> _Task requirements_
Each line from the one containing "Identify watch strap in this screenshot." through the last line of the material below is to be transcribed exactly, with nothing else included.

-- Entries provided follows --

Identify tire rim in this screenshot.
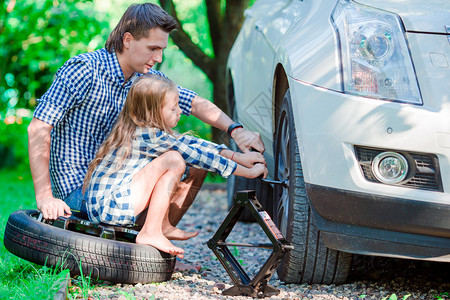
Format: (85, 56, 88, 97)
(276, 111, 291, 236)
(30, 211, 140, 242)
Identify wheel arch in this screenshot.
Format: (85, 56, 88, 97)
(226, 68, 235, 117)
(273, 64, 289, 139)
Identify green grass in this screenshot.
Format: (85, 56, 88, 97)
(0, 168, 72, 299)
(0, 165, 223, 299)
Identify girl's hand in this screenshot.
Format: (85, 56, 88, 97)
(235, 151, 266, 168)
(250, 163, 268, 179)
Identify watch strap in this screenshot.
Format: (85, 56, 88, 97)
(227, 122, 243, 138)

-- Entries provided concluded --

> _Result of the task_
Identify watch strap in this screenshot.
Format: (85, 56, 88, 97)
(227, 122, 243, 138)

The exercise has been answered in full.